Records contained in a dataset
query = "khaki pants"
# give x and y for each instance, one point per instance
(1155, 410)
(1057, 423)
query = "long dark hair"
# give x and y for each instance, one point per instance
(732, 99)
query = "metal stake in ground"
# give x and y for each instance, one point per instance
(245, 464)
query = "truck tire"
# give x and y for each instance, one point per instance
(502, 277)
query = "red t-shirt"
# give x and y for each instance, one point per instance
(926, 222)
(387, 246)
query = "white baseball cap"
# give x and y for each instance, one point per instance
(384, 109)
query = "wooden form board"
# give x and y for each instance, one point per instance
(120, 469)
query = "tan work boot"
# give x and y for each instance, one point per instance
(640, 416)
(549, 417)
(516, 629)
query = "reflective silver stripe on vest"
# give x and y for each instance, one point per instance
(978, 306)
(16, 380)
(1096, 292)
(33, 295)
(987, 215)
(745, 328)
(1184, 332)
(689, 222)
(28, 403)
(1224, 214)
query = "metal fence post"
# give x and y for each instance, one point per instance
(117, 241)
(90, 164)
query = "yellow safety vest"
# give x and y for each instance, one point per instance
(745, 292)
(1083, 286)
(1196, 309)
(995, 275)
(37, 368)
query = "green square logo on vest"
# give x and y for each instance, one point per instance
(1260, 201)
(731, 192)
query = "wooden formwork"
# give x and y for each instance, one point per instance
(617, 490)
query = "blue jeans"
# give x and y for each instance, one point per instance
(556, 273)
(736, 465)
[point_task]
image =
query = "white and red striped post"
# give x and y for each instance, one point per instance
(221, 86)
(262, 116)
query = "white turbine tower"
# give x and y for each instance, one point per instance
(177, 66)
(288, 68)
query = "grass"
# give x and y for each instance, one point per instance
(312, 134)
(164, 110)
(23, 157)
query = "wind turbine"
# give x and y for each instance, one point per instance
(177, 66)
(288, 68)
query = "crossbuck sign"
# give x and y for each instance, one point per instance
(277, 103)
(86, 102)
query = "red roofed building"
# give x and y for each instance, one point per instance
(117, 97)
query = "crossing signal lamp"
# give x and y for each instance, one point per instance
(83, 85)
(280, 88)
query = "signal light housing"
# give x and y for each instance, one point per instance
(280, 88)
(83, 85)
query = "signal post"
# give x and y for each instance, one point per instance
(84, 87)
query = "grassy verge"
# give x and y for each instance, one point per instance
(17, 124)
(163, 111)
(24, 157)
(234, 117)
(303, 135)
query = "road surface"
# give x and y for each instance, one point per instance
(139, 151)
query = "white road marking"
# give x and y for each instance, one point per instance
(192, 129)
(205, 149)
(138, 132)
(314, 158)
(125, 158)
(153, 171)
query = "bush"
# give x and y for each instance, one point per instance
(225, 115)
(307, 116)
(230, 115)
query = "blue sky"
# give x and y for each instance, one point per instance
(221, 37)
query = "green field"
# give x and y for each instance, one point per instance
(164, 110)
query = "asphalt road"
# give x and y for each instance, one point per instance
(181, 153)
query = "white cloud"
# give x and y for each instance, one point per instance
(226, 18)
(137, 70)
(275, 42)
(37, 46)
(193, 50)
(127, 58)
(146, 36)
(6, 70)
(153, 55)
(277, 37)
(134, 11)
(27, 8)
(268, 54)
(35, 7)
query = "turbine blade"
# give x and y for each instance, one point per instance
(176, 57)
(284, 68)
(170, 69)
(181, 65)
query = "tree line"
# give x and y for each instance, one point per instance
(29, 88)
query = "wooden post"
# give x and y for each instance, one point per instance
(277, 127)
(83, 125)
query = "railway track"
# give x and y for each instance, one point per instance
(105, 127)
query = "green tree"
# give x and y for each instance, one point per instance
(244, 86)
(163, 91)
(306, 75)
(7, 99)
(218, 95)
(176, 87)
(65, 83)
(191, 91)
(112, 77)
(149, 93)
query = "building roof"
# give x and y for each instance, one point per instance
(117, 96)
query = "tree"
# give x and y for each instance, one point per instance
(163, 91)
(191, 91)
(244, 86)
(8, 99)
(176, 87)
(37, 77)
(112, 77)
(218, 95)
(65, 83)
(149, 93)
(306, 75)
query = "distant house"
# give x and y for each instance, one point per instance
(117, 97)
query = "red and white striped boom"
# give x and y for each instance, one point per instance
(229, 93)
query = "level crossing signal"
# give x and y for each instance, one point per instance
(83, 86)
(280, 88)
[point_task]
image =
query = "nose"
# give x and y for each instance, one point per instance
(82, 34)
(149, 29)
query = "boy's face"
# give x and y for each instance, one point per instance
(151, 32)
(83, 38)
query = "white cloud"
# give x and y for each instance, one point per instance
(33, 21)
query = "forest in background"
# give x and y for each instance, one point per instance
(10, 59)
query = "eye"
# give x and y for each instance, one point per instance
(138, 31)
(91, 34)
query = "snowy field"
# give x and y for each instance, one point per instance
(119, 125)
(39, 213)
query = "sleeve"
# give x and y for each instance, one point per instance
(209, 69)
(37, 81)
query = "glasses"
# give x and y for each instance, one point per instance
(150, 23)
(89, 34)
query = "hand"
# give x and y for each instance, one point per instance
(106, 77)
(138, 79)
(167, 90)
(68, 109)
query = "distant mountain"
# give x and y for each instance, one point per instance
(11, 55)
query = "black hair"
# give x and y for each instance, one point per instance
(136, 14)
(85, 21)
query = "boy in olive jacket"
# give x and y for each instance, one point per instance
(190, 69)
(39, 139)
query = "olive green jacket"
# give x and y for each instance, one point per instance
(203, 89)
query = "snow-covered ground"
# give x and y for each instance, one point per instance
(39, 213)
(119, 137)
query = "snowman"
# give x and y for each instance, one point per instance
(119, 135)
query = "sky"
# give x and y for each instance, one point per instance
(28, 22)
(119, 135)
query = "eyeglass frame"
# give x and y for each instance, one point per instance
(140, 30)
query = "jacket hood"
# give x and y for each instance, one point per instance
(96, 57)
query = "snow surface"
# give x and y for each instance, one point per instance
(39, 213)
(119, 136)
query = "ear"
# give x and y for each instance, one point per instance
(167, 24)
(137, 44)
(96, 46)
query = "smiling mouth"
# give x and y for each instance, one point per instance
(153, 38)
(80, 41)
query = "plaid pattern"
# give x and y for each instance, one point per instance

#### [Exercise prompt]
Using the exact wording, write out all of the records.

#### [Response to the exercise]
query = "khaki pants"
# give x and y for each instance, one point per instance
(1155, 410)
(1057, 423)
query = "long dark hair"
# give x and y for each instance, one point per instance
(732, 99)
query = "metal stake in ground"
# give x and y for each instance, one point per instance
(245, 464)
query = "truck tire"
# give x and y for each instance, one point per instance
(502, 277)
query = "red t-shirt"
# give x and y for each instance, one point per instance
(926, 222)
(387, 246)
query = "white baseball cap"
# give x and y for each instance, one point per instance
(384, 109)
query = "wooden form board"
# give x and y for each instance, one point per instance
(120, 469)
query = "tan work boot"
# give x and y for each instance, one point per instance
(640, 416)
(549, 417)
(516, 629)
query = "reflective silver stripe on vest"
# give x and y for each instance, one point per instance
(978, 306)
(16, 380)
(1096, 292)
(33, 295)
(987, 215)
(745, 328)
(1184, 332)
(689, 222)
(28, 403)
(1224, 214)
query = "metal fence post"
# give x and y for each instance, one point per instance
(117, 241)
(90, 164)
query = "yellow safety vest"
# give x and y for each instance, one point per instance
(745, 292)
(1083, 286)
(1196, 309)
(995, 275)
(37, 368)
query = "green square logo on vest"
# give x and y for each instance, one point per instance
(1260, 201)
(731, 192)
query = "wooden formwork"
# give x and y for each instance, one point per instance
(617, 490)
query = "blue jeans"
# give x and y for each instance, one point per instance
(556, 273)
(736, 465)
[point_task]
image =
query = "white and red striped post"
# give x and y for each instance, one point per instance
(221, 86)
(262, 116)
query = "white turbine tower"
# give x and y for each instance, one point per instance
(177, 66)
(288, 68)
query = "grass"
# give x and y for each instance, one point per instance
(312, 134)
(164, 110)
(23, 157)
query = "wind turbine"
# give x and y for each instance, one point per instance
(177, 66)
(288, 68)
query = "crossbuck sign"
# give x and y for each instance, one point per instance
(277, 103)
(86, 102)
query = "red roofed building"
# give x and y for each instance, one point per instance
(117, 97)
query = "crossing signal lamp"
# give x and y for each instance, one point per instance
(83, 85)
(280, 88)
query = "signal light housing"
# give x and y for each instance, one point per instance
(280, 88)
(83, 85)
query = "signal post"
# give x and y for each instance, one point per instance
(84, 87)
query = "grassy verge"
# give x and y for each instance, one point per instance
(17, 124)
(163, 111)
(24, 157)
(234, 117)
(303, 135)
query = "road surface"
# give x and y for each instance, one point per instance
(139, 151)
query = "white road marking"
# give x and y for each instance, one point per instance
(192, 129)
(205, 149)
(138, 132)
(314, 158)
(125, 158)
(153, 171)
query = "bush"
# give x and y for each instance, one point per instance
(225, 115)
(307, 116)
(230, 115)
query = "blue sky"
# give x and y for each instance, one point per instance
(221, 37)
query = "green field"
# give x and y for each instance, one point per instance
(164, 110)
query = "asphalt road"
# give x and y for each instance, one point per instance
(181, 153)
query = "white cloud"
# give x and y for each instance, one point per instance
(226, 18)
(137, 70)
(275, 42)
(37, 46)
(193, 50)
(127, 58)
(146, 36)
(6, 70)
(153, 55)
(277, 37)
(134, 11)
(27, 8)
(268, 54)
(35, 7)
query = "turbine blade"
# give x and y for each instance, one point per instance
(176, 57)
(284, 68)
(170, 69)
(181, 65)
query = "tree line"
# give x and y for each instance, one point per instance
(29, 88)
query = "wooden post"
# give x and y for each instance, one point per instance
(277, 127)
(83, 125)
query = "railway track"
# give x and y for each instance, one point per instance
(105, 127)
query = "green tree"
# give x and y for each instance, one point per instance
(244, 86)
(163, 91)
(306, 75)
(7, 99)
(218, 95)
(176, 87)
(65, 83)
(191, 91)
(112, 77)
(149, 93)
query = "building roof"
# give x and y for each instance, one point per instance
(117, 96)
query = "tree"
# give x and y for each instance, one point per instance
(163, 91)
(191, 91)
(244, 86)
(8, 99)
(176, 87)
(37, 77)
(112, 77)
(218, 95)
(65, 83)
(149, 93)
(306, 75)
query = "distant house"
# give x and y for each instance, one point per instance
(117, 97)
query = "red and white striped boom"
# give x and y for each instance, one point per instance
(229, 93)
query = "level crossing signal"
# give x and y for each instance, one point per instance
(83, 86)
(280, 88)
[point_task]
image =
query = "nose"
# give x and y for each instance, one point per instance
(82, 34)
(149, 29)
query = "boy's face"
# give x and y for each instance, one point per instance
(151, 32)
(83, 38)
query = "white cloud"
# give x and y for each instance, one point per instance
(33, 21)
query = "forest in background"
# give x and y for each instance, one point per instance
(10, 59)
query = "eye"
# give x and y for each instance, one point per instance
(138, 31)
(91, 34)
query = "snowy field"
# give x and y for each instance, one point per instance
(119, 125)
(39, 213)
query = "sleeve"
# give x and y for each instance, one point per instance
(209, 69)
(37, 81)
query = "glasses"
# give x and y for each instance, one point per instance
(150, 23)
(89, 34)
query = "hand"
# give x and y for each instance, one point per instance
(106, 77)
(138, 79)
(167, 90)
(68, 109)
query = "distant mountain"
# give x and y for each instance, one point per instance
(11, 55)
query = "black hair"
# give x and y for each instance, one point per instance
(136, 14)
(85, 21)
query = "boy in olive jacket"
# give x and y for each instance, one point per instance
(190, 69)
(39, 139)
query = "olive green jacket"
# give x and y for each instance, one point per instance
(203, 89)
query = "snow-covered ground"
# give x and y for each instance, one point per instance
(39, 213)
(119, 137)
query = "snowman"
# give x and y for each instance, one point per instance
(119, 135)
query = "sky"
# give x and y for each instance, one point per instance
(28, 22)
(119, 135)
query = "eyeglass frame"
# give x and y for each instance, one point per instance
(140, 30)
query = "jacket hood"
# give x and y for each instance, one point per instance
(96, 57)
query = "snow surface"
# give x and y for each instance, one point per instance
(39, 213)
(119, 136)
query = "ear"
# give x and y for each instance, one point per instance
(167, 24)
(137, 44)
(96, 46)
query = "smiling mouth"
# give x and y for each instance, one point per instance
(153, 38)
(80, 41)
query = "plaid pattern"
# give x and y for each instance, one point per instance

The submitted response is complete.